(Quoted text)
UNITED STATES SECURITIES AND EXCHANGE COMMISSION

WASHINGTON, D.C. 20549

 

FORM 8-K

 

CURRENT REPORT

 

PURSUANT TO SECTION 13 OR 15(D)

OF THE SECURITIES EXCHANGE ACT OF 1934

 

Date of Report (Date of earliest event reported):

January 16, 2019

 

Commission File Number: 0-29923

 

CUI Global, Inc.

(Exact Name of registrant as specified in Its Charter)

 

Colorado

84-1463284

(State or jurisdiction of

(I.R.S. Employer

incorporation or organization)

Identification No.)

   

20050 SW 112th Avenue, Tualatin, Oregon

97062

(Address of Principal Executive Offices)

(Zip Code)

 

(503) 612-2300

(Registrant’s telephone number)

 

Check the appropriate box below if the Form 8-K filing is intended to simultaneously satisfy the filing obligation of the registrant under any of the following provisions (see General Instruction A.2. below):

 

 

Written communications pursuant to Rule 425 under the Securities Act (17 CFR 230.425)

 

 

Soliciting material pursuant to Rule 14a-12 under the Exchange Act (17 CFR 240.14a- 12)

 

 

Pre-commencement communications pursuant to Rule 14d-2(b) under the Exchange Act (17 CFR 240.1 4d-2(b))

 

 

Pre-commencement communications pursuant to Rule 13e-4(c) under the Exchange Act (17 CFR 240.13e-4(c))

 

Indicate by check mark whether the registrant is an emerging growth company as defined in Rule 405 of the Securities Act of 1933 (§230.405 of this chapter) or Rule 12b-2 of the Securities Exchange Act of 1934 (§240.12b-2 of this chapter).

(Data entries)
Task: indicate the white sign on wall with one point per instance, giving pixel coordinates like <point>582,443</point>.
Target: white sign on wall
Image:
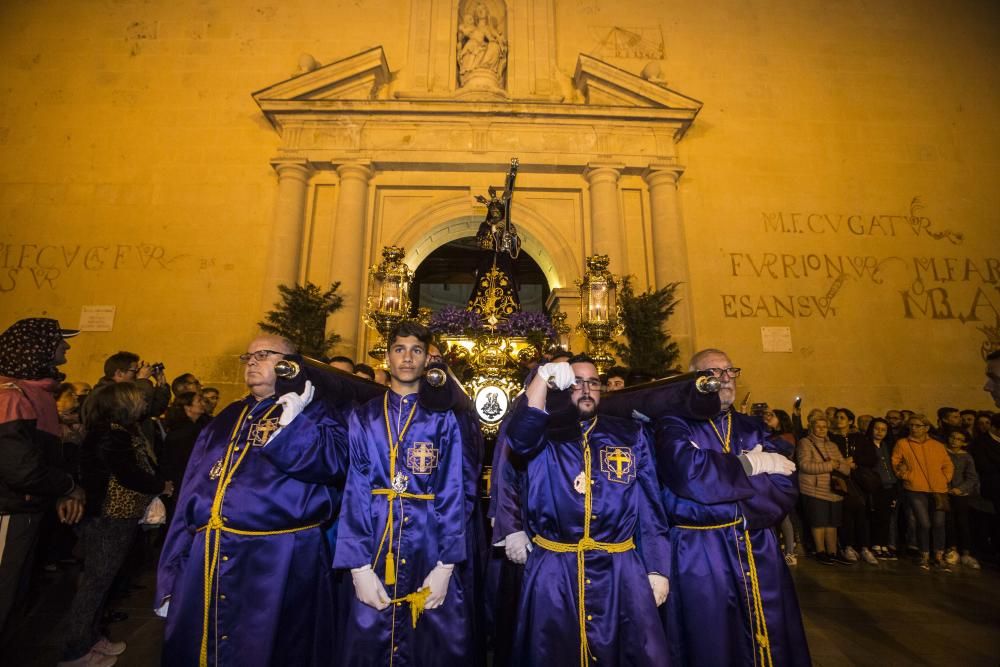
<point>776,339</point>
<point>97,318</point>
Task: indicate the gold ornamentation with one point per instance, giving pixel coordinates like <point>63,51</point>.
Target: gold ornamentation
<point>494,296</point>
<point>261,432</point>
<point>618,464</point>
<point>422,458</point>
<point>400,482</point>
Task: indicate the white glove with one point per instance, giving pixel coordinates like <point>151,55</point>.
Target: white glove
<point>517,545</point>
<point>559,373</point>
<point>766,462</point>
<point>293,404</point>
<point>369,589</point>
<point>437,581</point>
<point>660,586</point>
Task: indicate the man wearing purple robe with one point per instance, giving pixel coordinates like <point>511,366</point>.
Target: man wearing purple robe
<point>596,573</point>
<point>725,485</point>
<point>245,576</point>
<point>402,531</point>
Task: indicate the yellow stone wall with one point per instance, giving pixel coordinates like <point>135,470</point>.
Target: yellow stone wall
<point>857,135</point>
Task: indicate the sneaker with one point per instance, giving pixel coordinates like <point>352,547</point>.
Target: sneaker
<point>970,562</point>
<point>92,659</point>
<point>108,647</point>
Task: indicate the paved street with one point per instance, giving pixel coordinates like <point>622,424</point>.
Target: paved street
<point>893,614</point>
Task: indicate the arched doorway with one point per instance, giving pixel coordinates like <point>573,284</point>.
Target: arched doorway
<point>446,277</point>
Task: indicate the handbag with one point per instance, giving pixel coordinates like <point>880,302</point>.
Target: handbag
<point>942,502</point>
<point>121,502</point>
<point>839,483</point>
<point>843,485</point>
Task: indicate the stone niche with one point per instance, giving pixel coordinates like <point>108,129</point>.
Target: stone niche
<point>371,156</point>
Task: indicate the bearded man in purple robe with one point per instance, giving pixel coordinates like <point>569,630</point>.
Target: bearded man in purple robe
<point>596,572</point>
<point>725,485</point>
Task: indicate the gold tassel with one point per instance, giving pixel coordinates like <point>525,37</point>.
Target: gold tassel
<point>417,602</point>
<point>390,569</point>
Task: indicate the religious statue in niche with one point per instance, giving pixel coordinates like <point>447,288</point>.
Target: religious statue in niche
<point>482,45</point>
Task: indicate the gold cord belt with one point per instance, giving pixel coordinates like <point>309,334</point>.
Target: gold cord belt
<point>581,548</point>
<point>760,635</point>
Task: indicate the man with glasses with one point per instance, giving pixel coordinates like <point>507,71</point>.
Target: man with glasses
<point>245,577</point>
<point>591,586</point>
<point>725,485</point>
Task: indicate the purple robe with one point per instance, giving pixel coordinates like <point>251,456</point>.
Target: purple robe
<point>709,614</point>
<point>504,577</point>
<point>622,625</point>
<point>271,598</point>
<point>431,457</point>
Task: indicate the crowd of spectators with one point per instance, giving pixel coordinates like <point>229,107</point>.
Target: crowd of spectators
<point>878,488</point>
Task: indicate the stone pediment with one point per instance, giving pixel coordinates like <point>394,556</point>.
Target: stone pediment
<point>603,84</point>
<point>356,77</point>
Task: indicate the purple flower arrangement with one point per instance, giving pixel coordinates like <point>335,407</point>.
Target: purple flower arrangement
<point>455,321</point>
<point>528,324</point>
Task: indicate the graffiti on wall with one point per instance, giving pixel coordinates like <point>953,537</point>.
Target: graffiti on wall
<point>43,265</point>
<point>947,284</point>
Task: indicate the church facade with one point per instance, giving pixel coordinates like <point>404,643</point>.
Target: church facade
<point>821,188</point>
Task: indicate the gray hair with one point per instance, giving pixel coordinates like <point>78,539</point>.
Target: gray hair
<point>698,356</point>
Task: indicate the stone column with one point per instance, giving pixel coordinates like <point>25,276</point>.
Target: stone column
<point>607,235</point>
<point>567,300</point>
<point>347,258</point>
<point>670,257</point>
<point>285,247</point>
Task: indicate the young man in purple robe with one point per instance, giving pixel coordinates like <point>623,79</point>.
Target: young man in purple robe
<point>402,531</point>
<point>245,576</point>
<point>597,570</point>
<point>725,485</point>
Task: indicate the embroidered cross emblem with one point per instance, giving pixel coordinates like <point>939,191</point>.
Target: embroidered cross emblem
<point>422,458</point>
<point>262,431</point>
<point>618,464</point>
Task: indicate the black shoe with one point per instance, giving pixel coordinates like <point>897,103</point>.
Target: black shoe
<point>115,616</point>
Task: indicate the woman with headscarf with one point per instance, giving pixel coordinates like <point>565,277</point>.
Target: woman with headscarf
<point>30,438</point>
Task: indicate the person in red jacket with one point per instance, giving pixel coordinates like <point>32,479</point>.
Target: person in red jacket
<point>30,439</point>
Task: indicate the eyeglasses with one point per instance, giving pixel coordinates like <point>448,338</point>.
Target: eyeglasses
<point>731,372</point>
<point>593,384</point>
<point>259,355</point>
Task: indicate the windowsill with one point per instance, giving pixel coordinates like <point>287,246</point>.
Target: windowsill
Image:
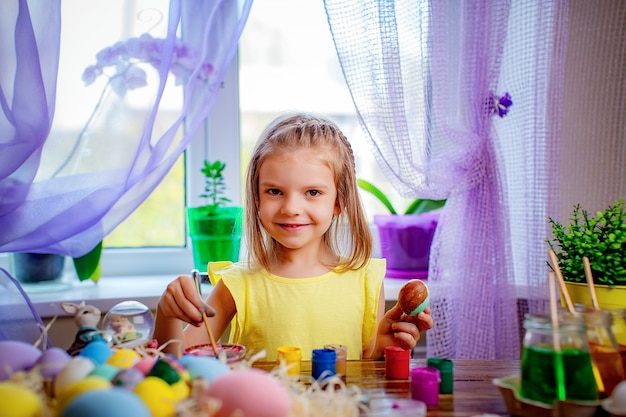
<point>110,291</point>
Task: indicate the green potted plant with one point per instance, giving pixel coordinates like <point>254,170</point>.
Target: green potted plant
<point>405,239</point>
<point>215,228</point>
<point>600,238</point>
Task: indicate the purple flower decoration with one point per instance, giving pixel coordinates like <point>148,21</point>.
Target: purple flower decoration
<point>499,105</point>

(Instructions to follow) Could you copy out the Form 8-K cover page above in full, from its first line to its last?

(In response)
UNITED STATES SECURITIES AND EXCHANGE COMMISSION

WASHINGTON, D.C. 20549

 

FORM 8-K

 

CURRENT REPORT

 

PURSUANT TO SECTION 13 OR 15(D)

OF THE SECURITIES EXCHANGE ACT OF 1934

 

Date of Report (Date of earliest event reported):

January 16, 2019

 

Commission File Number: 0-29923

 

CUI Global, Inc.

(Exact Name of registrant as specified in Its Charter)

 

Colorado

84-1463284

(State or jurisdiction of

(I.R.S. Employer

incorporation or organization)

Identification No.)

   

20050 SW 112th Avenue, Tualatin, Oregon

97062

(Address of Principal Executive Offices)

(Zip Code)

 

(503) 612-2300

(Registrant’s telephone number)

 

Check the appropriate box below if the Form 8-K filing is intended to simultaneously satisfy the filing obligation of the registrant under any of the following provisions (see General Instruction A.2. below):

 

 

Written communications pursuant to Rule 425 under the Securities Act (17 CFR 230.425)

 

 

Soliciting material pursuant to Rule 14a-12 under the Exchange Act (17 CFR 240.14a- 12)

 

 

Pre-commencement communications pursuant to Rule 14d-2(b) under the Exchange Act (17 CFR 240.1 4d-2(b))

 

 

Pre-commencement communications pursuant to Rule 13e-4(c) under the Exchange Act (17 CFR 240.13e-4(c))

 

Indicate by check mark whether the registrant is an emerging growth company as defined in Rule 405 of the Securities Act of 1933 (§230.405 of this chapter) or Rule 12b-2 of the Securities Exchange Act of 1934 (§240.12b-2 of this chapter).